(Point-per-instance localization data)
>>

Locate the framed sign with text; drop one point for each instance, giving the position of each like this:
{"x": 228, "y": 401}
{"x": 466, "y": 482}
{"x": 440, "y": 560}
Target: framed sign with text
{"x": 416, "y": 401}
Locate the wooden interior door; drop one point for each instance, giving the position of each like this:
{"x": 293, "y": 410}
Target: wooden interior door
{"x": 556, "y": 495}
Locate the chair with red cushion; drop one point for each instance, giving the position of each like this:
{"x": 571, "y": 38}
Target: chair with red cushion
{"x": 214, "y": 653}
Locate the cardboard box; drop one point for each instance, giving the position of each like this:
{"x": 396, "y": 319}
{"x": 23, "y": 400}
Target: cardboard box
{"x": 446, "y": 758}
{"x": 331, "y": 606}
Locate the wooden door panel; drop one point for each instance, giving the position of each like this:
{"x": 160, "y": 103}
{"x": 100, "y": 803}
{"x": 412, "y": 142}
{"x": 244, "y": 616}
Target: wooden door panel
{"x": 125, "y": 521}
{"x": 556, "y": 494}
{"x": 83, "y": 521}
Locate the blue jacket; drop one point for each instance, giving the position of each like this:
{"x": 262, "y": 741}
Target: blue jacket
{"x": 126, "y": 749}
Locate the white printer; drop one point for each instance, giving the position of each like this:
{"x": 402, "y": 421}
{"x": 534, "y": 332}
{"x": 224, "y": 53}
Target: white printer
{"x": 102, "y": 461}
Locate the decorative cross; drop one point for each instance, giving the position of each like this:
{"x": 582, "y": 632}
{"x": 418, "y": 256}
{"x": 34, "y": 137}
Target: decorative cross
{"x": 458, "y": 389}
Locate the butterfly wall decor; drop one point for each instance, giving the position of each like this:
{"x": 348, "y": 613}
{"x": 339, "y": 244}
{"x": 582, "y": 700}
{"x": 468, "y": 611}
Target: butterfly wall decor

<<
>>

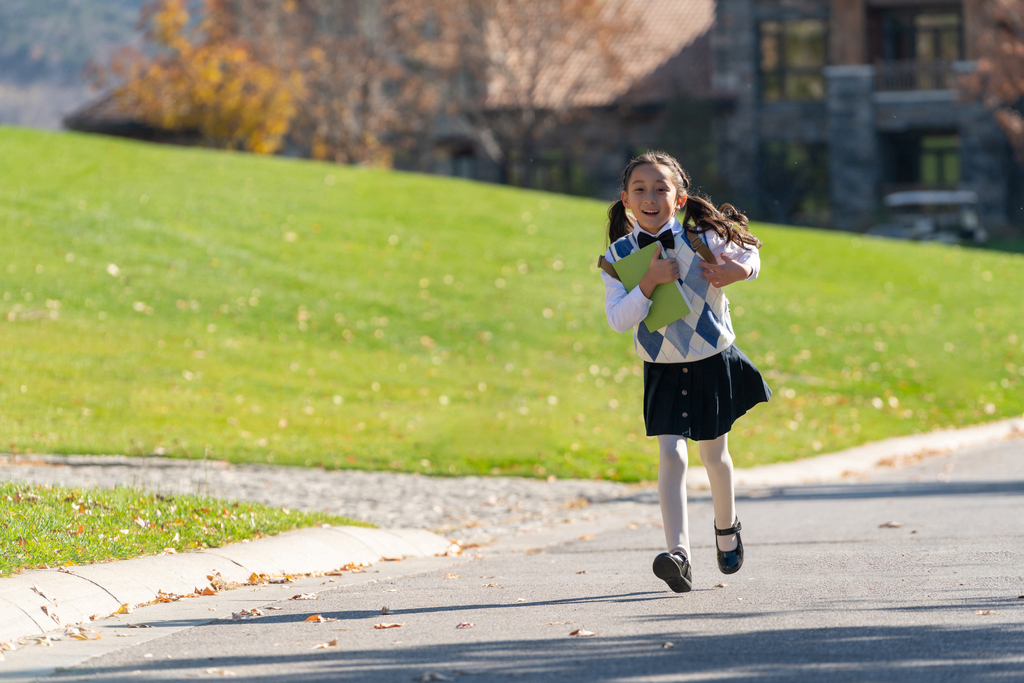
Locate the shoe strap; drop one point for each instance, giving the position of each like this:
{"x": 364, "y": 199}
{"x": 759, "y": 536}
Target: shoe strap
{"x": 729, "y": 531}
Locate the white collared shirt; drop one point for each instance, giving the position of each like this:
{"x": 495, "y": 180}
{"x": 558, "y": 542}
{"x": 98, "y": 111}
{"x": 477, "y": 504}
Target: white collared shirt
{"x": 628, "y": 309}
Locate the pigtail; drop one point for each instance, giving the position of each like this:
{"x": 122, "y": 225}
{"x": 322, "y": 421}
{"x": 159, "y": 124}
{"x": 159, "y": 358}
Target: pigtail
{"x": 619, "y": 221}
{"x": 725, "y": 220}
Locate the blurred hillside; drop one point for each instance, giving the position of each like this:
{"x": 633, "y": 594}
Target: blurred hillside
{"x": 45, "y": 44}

<<

*About this exercise*
Please copy every line of the data that carries the string "butterfly".

*Task response*
Locate the butterfly wall decor; drop one point for each instance, giving the position of each like this:
Target: butterfly wall decor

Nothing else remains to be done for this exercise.